Exercise details:
Collect every line in the entries below that contains the word "black". Case counts.

--- Begin Entries provided ---

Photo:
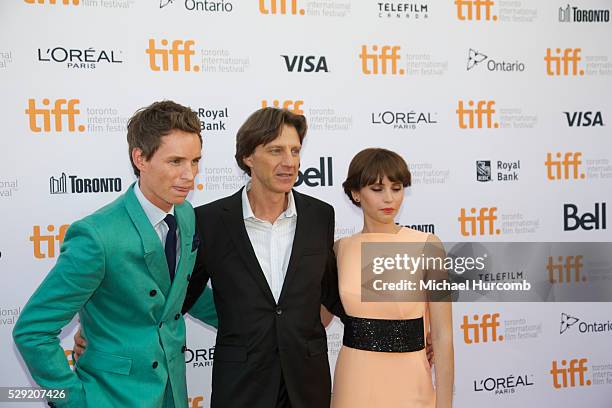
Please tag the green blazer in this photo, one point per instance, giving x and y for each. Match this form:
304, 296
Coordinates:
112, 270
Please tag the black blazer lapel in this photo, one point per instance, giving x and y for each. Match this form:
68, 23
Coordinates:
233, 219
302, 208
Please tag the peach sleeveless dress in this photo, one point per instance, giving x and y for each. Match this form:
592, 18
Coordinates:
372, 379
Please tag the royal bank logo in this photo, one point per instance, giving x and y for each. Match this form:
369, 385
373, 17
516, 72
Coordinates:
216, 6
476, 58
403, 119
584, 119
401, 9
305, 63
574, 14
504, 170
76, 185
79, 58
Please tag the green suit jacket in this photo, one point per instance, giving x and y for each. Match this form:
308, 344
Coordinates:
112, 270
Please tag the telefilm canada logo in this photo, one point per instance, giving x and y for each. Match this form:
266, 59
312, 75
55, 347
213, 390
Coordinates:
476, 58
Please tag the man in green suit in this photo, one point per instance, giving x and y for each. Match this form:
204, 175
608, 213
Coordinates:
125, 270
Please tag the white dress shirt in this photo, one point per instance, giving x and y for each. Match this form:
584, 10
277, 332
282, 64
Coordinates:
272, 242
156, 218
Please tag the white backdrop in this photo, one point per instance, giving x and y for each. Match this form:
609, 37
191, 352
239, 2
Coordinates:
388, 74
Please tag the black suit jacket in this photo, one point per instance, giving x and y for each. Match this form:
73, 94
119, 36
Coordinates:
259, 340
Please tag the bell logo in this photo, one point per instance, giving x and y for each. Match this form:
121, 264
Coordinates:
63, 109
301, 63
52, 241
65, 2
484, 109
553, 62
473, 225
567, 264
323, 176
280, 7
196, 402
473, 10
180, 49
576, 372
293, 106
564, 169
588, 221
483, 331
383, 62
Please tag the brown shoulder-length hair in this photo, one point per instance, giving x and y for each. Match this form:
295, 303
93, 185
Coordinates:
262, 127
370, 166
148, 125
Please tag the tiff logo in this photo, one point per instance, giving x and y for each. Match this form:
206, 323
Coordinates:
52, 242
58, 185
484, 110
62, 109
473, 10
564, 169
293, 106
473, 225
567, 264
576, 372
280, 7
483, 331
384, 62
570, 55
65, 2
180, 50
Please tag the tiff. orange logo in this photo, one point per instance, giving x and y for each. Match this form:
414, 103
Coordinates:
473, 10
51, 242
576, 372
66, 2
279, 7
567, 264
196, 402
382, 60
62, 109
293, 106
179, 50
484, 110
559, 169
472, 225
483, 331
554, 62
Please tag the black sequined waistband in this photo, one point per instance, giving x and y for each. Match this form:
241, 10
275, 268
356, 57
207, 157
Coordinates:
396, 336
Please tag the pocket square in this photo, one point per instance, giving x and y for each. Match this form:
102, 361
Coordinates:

--- End Entries provided ---
--- Begin Entries provided ---

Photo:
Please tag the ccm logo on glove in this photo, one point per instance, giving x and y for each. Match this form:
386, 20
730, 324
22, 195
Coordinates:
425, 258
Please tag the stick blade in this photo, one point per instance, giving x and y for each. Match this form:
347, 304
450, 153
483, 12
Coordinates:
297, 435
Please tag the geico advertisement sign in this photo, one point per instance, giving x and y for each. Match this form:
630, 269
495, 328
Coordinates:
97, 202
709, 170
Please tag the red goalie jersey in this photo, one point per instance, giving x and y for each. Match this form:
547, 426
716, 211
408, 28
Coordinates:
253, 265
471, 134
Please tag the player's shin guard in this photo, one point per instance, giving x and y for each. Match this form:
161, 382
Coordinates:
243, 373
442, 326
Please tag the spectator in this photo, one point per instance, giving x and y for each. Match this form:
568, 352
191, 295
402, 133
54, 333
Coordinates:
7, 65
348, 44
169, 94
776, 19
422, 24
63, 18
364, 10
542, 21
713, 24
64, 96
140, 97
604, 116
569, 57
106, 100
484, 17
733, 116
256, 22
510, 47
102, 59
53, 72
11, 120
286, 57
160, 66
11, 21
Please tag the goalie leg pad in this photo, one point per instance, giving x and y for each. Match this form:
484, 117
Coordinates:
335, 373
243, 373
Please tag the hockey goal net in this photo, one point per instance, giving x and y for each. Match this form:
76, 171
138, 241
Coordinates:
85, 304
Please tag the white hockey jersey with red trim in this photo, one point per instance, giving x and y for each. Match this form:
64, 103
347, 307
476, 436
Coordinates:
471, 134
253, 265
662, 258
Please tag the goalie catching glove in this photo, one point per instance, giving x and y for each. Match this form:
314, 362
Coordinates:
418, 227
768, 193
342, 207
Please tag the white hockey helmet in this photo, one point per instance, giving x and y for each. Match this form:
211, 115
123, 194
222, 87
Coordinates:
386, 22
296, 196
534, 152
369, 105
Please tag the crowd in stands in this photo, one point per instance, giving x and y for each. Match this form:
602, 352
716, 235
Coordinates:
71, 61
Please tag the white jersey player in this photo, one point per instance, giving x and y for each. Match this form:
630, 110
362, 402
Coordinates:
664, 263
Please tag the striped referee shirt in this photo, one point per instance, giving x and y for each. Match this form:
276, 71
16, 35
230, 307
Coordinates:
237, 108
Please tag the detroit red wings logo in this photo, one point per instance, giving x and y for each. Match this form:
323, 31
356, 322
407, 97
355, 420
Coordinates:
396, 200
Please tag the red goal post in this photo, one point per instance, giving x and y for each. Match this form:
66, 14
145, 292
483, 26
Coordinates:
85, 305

--- End Entries provided ---
--- Begin Entries provided ---

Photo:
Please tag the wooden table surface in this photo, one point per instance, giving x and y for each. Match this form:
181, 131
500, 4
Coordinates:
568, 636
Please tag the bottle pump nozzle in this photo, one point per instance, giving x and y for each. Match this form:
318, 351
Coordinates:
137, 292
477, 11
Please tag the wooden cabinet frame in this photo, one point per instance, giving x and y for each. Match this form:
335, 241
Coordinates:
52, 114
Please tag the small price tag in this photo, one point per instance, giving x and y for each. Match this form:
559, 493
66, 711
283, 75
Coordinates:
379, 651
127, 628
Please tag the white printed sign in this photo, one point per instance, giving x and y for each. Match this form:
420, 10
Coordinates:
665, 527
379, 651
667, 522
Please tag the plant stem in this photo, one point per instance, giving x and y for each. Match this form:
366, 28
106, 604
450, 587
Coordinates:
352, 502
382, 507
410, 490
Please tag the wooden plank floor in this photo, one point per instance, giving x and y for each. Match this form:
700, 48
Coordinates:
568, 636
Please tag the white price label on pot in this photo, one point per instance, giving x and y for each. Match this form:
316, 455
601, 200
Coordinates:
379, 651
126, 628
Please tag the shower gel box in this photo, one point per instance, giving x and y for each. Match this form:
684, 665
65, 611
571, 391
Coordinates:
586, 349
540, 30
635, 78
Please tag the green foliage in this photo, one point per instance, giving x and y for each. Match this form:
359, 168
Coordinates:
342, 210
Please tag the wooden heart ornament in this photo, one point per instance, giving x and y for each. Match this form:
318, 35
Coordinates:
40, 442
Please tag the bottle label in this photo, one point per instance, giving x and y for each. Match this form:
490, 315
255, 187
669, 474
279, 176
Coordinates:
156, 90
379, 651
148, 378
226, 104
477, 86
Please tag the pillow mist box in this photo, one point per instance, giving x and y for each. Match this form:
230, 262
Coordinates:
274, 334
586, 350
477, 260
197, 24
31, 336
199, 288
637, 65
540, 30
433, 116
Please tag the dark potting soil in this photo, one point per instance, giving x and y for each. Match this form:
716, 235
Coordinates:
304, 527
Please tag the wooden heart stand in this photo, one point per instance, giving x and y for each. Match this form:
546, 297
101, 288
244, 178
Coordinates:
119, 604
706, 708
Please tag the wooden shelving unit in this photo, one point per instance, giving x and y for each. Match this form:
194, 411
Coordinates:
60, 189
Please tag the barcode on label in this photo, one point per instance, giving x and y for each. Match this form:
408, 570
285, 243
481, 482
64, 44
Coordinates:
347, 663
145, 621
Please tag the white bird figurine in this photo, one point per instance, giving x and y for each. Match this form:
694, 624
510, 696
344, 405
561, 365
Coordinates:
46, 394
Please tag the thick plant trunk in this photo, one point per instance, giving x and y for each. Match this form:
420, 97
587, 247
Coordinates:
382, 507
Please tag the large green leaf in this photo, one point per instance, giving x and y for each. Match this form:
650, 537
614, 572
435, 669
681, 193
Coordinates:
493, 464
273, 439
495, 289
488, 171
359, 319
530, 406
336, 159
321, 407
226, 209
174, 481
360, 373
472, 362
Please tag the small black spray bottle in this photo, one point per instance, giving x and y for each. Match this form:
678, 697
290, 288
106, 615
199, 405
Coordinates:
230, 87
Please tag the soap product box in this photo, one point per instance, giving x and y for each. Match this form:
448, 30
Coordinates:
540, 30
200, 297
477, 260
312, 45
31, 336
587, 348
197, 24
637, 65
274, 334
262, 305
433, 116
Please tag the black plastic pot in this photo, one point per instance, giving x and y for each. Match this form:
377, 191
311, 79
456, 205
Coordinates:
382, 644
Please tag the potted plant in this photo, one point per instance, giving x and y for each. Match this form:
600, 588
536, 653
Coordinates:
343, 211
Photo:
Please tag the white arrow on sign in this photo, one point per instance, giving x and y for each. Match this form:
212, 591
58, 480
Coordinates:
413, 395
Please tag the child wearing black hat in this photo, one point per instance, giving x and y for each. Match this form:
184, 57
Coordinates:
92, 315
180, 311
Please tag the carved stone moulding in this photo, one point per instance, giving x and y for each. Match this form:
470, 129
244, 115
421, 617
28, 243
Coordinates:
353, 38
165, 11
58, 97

--- End Entries provided ---

Result of the exercise:
Please tag the black blazer lapel in this photo, one point per instance, giving x and y for each. Match this form:
Please tag the black suit jacket in this photo, one point per instance, giving x and y for each. Match this form:
Please tag the black sequined waistband in this photo, one point per instance, giving x and y for each. Match this form:
Please tag the small black spray bottle in this photo, one point per instance, giving x and y for each. Match this form:
Please tag the black plastic pot in this photo, one point per instance, giving x and y for each. Match this form:
Please tag the child wearing black hat in this photo, one point per instance, giving x and y for each. Match this form:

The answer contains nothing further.